◆ **PROBLEM TO SOLVE**
In the records, change every "Target" to "Object" from the line that contains "Reviewer note. Check that each instance of the fingers" through the line that contains "[(1126, 204)]", and give only those lines with everything else unchanged.

◆ **RECORDS FOR THE TASK**
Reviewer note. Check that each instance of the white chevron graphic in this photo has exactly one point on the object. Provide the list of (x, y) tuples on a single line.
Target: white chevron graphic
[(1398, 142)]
==
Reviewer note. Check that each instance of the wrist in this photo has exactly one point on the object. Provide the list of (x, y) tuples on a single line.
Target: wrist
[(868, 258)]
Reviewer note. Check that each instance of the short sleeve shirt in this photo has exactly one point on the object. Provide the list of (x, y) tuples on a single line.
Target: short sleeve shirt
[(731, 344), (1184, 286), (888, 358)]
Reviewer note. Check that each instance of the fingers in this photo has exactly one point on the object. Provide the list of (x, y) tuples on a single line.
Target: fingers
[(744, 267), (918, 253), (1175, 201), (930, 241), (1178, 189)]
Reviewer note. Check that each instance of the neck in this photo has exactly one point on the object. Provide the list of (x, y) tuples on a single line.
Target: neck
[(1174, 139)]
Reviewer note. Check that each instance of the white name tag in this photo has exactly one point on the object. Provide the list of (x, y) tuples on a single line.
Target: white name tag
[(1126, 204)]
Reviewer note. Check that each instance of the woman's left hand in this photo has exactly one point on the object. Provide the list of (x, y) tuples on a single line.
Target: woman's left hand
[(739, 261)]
==
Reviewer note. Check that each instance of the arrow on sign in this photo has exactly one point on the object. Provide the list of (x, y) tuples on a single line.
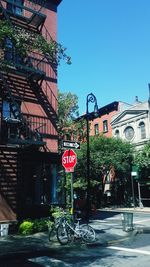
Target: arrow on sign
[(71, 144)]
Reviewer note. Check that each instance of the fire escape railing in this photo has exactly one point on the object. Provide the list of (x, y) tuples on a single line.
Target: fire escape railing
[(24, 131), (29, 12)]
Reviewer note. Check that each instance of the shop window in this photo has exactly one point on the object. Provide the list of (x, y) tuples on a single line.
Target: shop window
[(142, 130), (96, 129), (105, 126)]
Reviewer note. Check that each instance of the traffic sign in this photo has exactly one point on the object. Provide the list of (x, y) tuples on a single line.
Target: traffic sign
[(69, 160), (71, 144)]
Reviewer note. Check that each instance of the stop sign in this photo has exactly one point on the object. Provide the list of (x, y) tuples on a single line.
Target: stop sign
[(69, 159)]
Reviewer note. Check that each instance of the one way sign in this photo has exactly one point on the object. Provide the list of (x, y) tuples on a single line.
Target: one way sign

◆ **EXERCISE RESPONSE**
Reviewer note. Check that each instance of the fingers in this photo has exactly one point on the object. Provide the list of (x, y) tuples on a single line.
Object: fingers
[(744, 267), (918, 253), (1175, 201), (930, 241), (1178, 189)]
Reviewer note. Check that each instance of the neck in this photo has exactly one point on the object. Provide the list of (x, y) tuples on a single line.
Object: neck
[(1174, 139)]
Reviewer note. Check that each instance of the white name tag in this photo has exactly one point on the object. Provide the list of (x, y) tuples on a single line.
Object: white name tag
[(1126, 204)]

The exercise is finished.